3.1.2. Proposed Network Model

Among the most commonly used deep learning methods, the neural network structure of the combined Markov random field–conditional random field (MRF–CRF) method is the basic structure for deep learning. In this structure, information is conveyed between every neuron, as shown in Figure 6a. The structure of the SCNN was designed to transfer information only between neighboring neurons from the next slice, to reduce unnecessary processes and also to reduce execution time. The structure of the SCNN network model is expressed as a 3D tensor with dimensions C × H × W, where C is the number of channels, and H and W are the number of rows and columns, respectively. When the information is conveyed downward or upward in the existing SCNN, the information is transferred immediately to the next row. Moreover, when the information is conveyed rightward or leftward, the information is transferred immediately to the next column (Pan, 2018) [6]. For example, the process of information transfer to the right is simply expressed in Figure 6b. In other words, through SCNN, information is only transferred between neighboring slices.

In order to apply the proposed algorithm to autonomous vehicles in urban environments, it is important to maintain the high performance of the lane recognition rates in all driving environments, including during normal and abnormal maneuvering. In addition, a lighter network model in terms of calculation is required for real-time operation with a high sampling rate. Thus, in order to design a lighter network model in terms of computation, the neural network structure of the spatial convolutional neural network (SCNN), which showed the highest results in lane recognition performance, was modified. When the existing SCNN was used, the computation phase of SCNN took the most time in the entire execution time of the integrated system. Thus, the new network model was proposed to increase the computational efficiency of the existing SCNN. Based on the network structure of the SCNN, the n rows or n columns are grouped to make the transfer process sparser, and then the information is transferred between the neighboring groups (not slices), as shown in Figure 6d. In other words, when transferring downwards or upwards, the n rows are grouped, and information is conveyed through H/n slices. When transmitting rightward or leftward, the n columns are grouped, and information is conveyed through W/n slices. With this method, the number of transfers was reduced by 1/n times. In addition, the structural property of the MRF–CRK, which reprocesses the result and gets a more accurate one, was introduced in each grouped slice, as shown in Figure 6c,e. For example, when information is transferred rightward through the SSCNN from the start to the end of the tensor, the processes shown in Figure 6c–e are performed sequentially. The network model formed in these ways was newly defined as the sparse spatial convolutional neural network (SSCNN). In application of the SSCNN to our proposed system, the number of n was set as 2. In Figure 6, 1 × 4 × 4 tensors are represented for simplicity instead of a large-size 3D tensor.

These models were evaluated for urban autonomous driving with the Tusimple benchmark dataset, CULane dataset, and the above dataset. In real-world applications, the predicted center points of each lane were extracted by applying the argmax function to the horizontal slice of the 2D tensor output from the neural network. Additionally, the Gaussian filter was used to smooth the output values. Parameters were manually tuned according to the output tensor size and noise level.

(Boundary annotation records)
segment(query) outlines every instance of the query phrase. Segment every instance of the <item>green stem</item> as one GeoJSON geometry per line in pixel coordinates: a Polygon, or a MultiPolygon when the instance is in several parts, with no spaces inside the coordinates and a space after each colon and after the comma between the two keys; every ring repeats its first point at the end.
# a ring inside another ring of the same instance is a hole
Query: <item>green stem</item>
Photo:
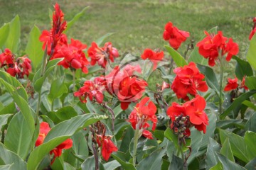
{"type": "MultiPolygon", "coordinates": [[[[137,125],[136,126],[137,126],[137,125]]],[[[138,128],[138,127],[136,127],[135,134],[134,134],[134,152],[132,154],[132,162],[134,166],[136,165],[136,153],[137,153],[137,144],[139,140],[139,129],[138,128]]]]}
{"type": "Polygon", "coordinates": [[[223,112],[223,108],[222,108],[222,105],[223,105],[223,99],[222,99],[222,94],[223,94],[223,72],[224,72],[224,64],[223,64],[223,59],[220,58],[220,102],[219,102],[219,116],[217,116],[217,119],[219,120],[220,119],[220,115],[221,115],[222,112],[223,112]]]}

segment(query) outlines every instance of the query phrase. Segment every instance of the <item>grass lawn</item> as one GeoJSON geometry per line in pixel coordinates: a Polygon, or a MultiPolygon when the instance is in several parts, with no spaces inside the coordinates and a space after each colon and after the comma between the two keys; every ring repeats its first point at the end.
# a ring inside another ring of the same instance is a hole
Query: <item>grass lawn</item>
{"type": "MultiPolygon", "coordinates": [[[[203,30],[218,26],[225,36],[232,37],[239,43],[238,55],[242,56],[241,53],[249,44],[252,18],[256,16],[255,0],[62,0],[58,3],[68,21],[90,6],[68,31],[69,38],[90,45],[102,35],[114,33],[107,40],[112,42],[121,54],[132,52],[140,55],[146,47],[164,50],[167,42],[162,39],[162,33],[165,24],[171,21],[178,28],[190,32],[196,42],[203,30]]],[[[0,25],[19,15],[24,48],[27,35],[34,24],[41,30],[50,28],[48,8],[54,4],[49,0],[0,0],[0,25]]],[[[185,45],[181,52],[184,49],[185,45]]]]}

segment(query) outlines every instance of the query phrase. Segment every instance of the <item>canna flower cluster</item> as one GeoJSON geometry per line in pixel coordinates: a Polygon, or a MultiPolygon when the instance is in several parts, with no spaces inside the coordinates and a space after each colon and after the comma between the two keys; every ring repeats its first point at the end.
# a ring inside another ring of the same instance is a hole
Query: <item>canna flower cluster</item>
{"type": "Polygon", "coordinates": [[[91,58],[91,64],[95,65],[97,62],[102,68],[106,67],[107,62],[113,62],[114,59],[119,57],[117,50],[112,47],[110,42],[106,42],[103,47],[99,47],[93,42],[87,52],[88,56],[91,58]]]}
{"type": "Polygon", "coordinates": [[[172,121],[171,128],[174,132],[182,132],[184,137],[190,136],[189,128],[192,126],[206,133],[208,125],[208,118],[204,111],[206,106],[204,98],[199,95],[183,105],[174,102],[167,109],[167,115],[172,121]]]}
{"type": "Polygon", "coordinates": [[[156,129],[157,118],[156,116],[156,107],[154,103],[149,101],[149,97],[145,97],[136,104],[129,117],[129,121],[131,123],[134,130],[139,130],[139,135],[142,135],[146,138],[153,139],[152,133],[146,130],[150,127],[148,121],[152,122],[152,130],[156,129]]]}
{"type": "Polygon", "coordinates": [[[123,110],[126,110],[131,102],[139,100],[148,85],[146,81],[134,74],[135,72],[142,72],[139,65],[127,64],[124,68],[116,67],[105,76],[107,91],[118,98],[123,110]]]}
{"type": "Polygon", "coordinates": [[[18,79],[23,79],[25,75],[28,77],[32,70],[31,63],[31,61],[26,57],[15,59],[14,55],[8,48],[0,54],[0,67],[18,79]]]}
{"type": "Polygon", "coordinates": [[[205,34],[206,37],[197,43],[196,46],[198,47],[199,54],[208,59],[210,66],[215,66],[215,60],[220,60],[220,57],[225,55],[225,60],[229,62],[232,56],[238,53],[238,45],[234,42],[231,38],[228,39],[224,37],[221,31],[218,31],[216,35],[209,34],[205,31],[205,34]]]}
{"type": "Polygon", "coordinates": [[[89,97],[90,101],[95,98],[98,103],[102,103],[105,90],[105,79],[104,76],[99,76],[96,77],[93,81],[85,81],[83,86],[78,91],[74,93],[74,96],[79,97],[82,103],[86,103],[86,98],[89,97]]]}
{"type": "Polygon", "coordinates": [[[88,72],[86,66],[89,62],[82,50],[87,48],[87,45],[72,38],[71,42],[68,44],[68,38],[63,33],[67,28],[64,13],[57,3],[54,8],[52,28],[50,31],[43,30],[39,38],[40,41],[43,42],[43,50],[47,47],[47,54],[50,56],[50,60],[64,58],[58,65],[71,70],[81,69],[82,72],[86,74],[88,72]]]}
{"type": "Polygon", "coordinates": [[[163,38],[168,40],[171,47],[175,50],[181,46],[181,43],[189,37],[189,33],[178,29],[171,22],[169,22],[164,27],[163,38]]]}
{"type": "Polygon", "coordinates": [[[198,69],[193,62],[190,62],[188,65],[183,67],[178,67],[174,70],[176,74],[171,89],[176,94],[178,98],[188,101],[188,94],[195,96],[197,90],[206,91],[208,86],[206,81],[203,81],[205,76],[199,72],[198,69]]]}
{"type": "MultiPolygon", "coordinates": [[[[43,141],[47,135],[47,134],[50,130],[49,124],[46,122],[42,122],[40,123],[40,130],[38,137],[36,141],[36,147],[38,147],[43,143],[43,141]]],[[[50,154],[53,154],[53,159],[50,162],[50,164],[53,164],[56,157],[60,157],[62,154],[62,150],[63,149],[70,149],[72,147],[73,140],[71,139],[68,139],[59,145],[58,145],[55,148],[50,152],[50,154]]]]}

◆ Objective 1
Summarize the network model passage in two sentences.
◆ Objective 2
According to the network model passage, what value of n was used when the SSCNN was applied to the proposed system?
Use only the network model passage to complete the tasks, not the records.

◆ Final result 1
The existing SCNN, which showed the highest lane recognition performance but took the most time in the integrated system's execution, transfers information only between neighboring slices of a C × H × W tensor. The proposed SSCNN groups n rows or n columns so that information passes between neighboring groups instead, which reduced the number of transfers by 1/n times, and n was set as 2 in the proposed system.

◆ Final result 2
The value of n was set as 2.